* **Stored data**
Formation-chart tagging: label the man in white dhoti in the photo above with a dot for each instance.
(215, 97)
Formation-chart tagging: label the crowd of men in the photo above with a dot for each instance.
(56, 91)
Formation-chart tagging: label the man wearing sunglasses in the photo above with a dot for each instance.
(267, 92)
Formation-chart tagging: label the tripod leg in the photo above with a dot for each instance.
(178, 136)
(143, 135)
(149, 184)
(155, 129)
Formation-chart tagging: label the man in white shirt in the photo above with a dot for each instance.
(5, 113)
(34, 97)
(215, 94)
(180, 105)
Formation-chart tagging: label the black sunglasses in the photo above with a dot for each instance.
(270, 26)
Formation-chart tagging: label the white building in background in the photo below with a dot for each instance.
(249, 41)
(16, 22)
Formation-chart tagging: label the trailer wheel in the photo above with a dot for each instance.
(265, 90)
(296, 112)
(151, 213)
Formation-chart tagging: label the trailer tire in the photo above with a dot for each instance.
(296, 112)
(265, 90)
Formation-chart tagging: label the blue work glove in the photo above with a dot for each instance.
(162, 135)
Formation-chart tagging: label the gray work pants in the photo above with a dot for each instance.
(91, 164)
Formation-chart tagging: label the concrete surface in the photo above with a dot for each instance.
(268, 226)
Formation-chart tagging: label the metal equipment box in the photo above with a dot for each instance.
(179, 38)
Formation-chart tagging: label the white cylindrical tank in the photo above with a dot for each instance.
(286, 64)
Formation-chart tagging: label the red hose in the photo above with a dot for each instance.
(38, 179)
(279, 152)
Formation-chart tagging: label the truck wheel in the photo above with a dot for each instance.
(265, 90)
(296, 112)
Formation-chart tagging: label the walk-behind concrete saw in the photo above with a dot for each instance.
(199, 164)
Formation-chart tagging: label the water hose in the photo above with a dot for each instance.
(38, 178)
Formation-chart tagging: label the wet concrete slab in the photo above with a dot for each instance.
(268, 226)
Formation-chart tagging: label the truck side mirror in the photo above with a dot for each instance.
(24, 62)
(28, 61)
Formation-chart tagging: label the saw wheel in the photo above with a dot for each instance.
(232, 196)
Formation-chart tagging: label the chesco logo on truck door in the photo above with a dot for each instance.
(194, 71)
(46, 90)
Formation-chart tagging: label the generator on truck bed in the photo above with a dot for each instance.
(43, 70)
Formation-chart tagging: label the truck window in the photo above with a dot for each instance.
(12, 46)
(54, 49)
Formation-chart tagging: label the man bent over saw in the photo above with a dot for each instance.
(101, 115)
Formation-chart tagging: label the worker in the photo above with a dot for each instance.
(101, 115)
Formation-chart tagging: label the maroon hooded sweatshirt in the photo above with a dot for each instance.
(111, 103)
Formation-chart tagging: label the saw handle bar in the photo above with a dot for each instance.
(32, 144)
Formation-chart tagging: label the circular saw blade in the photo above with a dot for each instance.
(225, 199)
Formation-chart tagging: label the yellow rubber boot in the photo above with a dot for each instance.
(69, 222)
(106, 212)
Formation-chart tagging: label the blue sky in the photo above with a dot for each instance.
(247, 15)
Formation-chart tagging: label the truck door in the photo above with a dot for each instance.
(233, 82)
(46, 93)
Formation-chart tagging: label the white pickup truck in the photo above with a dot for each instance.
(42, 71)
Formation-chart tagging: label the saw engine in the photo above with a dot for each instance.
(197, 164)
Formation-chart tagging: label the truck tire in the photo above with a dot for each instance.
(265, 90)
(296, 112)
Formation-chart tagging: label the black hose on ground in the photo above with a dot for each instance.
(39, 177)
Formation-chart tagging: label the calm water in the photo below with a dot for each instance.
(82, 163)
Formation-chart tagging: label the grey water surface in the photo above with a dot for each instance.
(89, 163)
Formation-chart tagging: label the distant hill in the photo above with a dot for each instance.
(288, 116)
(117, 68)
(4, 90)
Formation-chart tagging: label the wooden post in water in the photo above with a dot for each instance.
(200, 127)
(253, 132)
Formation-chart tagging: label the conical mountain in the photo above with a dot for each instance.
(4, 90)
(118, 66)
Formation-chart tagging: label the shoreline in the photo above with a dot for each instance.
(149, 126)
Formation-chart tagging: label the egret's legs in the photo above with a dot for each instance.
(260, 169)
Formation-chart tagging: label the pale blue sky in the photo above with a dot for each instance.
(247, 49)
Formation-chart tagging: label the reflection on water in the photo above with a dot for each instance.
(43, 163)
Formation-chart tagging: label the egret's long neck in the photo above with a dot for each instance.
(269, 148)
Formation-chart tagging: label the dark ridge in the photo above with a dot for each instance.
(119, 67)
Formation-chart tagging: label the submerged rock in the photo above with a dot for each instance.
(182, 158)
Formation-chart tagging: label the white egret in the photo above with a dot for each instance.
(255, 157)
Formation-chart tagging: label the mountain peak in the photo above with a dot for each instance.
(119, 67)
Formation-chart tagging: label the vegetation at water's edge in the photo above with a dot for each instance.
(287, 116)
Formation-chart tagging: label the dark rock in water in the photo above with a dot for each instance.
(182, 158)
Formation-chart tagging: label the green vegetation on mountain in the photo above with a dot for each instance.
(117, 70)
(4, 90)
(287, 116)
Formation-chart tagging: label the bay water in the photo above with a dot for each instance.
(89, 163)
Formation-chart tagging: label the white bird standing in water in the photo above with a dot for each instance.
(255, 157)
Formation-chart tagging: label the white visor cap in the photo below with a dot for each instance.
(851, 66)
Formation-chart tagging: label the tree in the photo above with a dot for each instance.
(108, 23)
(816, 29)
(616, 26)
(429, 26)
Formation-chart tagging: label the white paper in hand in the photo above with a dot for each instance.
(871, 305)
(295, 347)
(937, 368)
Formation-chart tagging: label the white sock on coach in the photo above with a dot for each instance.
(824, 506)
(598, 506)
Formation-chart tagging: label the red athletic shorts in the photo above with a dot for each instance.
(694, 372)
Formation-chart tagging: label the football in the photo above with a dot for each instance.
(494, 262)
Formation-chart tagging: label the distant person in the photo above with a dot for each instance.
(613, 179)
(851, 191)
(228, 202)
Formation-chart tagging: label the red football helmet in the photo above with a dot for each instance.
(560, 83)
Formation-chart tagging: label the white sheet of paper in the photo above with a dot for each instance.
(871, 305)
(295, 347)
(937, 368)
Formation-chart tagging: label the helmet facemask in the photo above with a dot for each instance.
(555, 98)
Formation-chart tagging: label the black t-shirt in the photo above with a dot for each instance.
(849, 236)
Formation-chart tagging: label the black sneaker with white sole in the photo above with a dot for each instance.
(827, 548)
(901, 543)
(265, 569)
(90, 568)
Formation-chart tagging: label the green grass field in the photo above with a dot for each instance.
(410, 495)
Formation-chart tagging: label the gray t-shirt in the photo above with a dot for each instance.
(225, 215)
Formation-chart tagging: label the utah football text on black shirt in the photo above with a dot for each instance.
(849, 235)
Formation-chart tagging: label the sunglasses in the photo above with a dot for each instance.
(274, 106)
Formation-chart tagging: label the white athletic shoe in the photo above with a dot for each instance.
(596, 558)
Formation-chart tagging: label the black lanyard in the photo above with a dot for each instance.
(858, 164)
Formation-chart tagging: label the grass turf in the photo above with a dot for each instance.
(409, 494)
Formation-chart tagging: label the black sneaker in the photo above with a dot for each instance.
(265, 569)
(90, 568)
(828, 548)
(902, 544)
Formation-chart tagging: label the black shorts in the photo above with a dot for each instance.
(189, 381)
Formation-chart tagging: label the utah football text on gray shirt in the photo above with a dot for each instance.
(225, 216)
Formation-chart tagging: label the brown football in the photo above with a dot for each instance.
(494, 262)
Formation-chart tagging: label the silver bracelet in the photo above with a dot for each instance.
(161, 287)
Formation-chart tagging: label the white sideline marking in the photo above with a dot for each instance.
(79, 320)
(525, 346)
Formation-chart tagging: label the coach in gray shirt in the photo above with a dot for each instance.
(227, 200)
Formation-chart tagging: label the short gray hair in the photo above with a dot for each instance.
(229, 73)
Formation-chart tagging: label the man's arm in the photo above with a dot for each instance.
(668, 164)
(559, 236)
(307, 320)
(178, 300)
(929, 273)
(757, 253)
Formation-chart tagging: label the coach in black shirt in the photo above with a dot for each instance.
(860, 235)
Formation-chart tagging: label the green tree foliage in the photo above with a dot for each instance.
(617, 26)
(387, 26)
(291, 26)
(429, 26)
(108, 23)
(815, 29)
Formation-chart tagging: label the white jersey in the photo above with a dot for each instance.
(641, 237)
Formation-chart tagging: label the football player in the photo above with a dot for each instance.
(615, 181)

* **What needs to be done**
Beginning at the line that holds "Formation-chart tagging: label the short", write out word for word each line through the end of the records.

* **Complete output**
Formation-chart tagging: label the short gray hair in the photo above with a dot for each instance.
(229, 73)
Formation-chart tagging: label the man's arm in the photo above with a dot for each instance.
(668, 164)
(559, 236)
(307, 320)
(178, 300)
(929, 273)
(757, 253)
Formation-chart tagging: label the coach in black shirt in the photo above with a dot for each instance.
(860, 235)
Formation-chart tagging: label the green tree foliage in the photo above with a dot for each instance.
(617, 26)
(387, 26)
(291, 26)
(429, 26)
(108, 23)
(815, 29)
Formation-chart tagging: label the white jersey in the photo above with a dot for each instance.
(641, 237)
Formation-chart tagging: label the football player in the photo above with a dot for each instance.
(615, 181)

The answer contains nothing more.